───── Excerpted passage ─────

The flex out of alignment with the bushing pivot bolt is probably what caused this failure. Because the bushing wouldn't flex enough to accommodate the angles needed, the solid rod was bending at the top of the weld bead. That's where the load would be maximum and there's a stress riser. So most likely that's where you started to get metal fatigue after repeated bends, just like breaking a paperclip. And eventually it failed.

Fortunately it sounds like it wasn't on the highway in an emergency maneuver or something like that.

Looks like you have some replacements. I would put some washers in or you may be able to collapse the brackets enough to tighten up. I would not let them float loose on the collar of the through bolt.


Good luck.

You can see some of the classic metal fatigue in those ends, although it's hard without a bit more resolution than you end up with over the forum. There are pretty clear progression zones and then an area of fracture when it broke completely.

───── Entries supplied ─────

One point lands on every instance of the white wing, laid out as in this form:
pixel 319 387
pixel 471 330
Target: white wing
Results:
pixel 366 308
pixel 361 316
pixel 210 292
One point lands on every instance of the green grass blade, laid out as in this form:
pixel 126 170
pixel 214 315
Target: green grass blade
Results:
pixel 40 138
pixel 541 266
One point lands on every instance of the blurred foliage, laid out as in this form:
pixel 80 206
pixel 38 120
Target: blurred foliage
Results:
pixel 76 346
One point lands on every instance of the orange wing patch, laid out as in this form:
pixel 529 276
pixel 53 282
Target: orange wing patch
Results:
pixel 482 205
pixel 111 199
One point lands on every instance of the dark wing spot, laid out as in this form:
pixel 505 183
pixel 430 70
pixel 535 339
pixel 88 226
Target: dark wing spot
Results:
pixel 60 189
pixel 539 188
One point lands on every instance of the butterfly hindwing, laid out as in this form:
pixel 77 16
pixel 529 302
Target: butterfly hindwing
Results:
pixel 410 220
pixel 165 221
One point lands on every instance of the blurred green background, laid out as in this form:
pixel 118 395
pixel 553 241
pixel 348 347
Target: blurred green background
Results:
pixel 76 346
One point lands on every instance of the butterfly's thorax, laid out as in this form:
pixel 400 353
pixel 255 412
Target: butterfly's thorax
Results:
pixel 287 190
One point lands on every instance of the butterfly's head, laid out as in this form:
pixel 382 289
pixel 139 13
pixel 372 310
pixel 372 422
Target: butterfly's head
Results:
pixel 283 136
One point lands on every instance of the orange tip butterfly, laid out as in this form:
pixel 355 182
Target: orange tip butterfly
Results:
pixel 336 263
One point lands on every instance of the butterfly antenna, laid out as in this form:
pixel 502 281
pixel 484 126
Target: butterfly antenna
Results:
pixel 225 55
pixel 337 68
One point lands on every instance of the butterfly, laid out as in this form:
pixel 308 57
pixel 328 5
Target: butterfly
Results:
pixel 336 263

─────
───── Entries supplied ─────

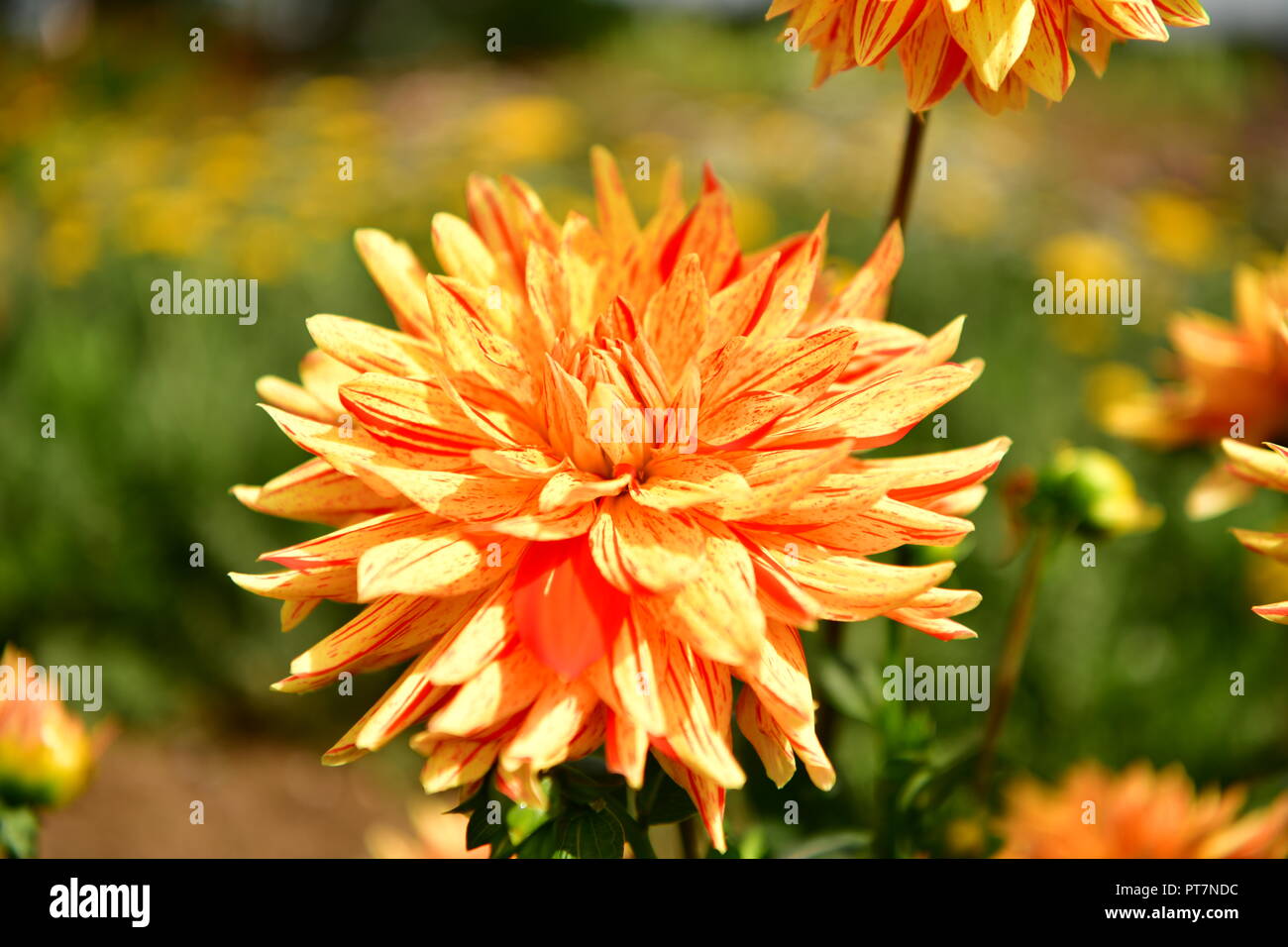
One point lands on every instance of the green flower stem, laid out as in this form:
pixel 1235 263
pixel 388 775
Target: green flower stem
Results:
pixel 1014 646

─────

Tasks to carry out:
1. According to the rod-failure passage, where was the solid rod bending?
2. Carry on the rod-failure passage from its final sentence.

Solved problems:
1. At the top of the weld bead.

2.
I think an engineer would call this a "high cycle low stress fatigue fracture". But I'm not an engineer. So I call it a paperclip break. The main takeaway is that it wasn't from hitting something hard. It was from lots of small back and forth bending over time where the poly bushing wouldn't flex enough and resulted in the shaft bending back and forth.

If it were a result of an instant impact where it pulled so hard on the end that it ripped apart it would look more like this (ductile fracture):
I am an engineer and I once worked with an engineer who diagnosed a situation where bolts on electric transmission line structures were failing in a similar manner. You basically nailed the situation. Thanks for explaining it in clear terms!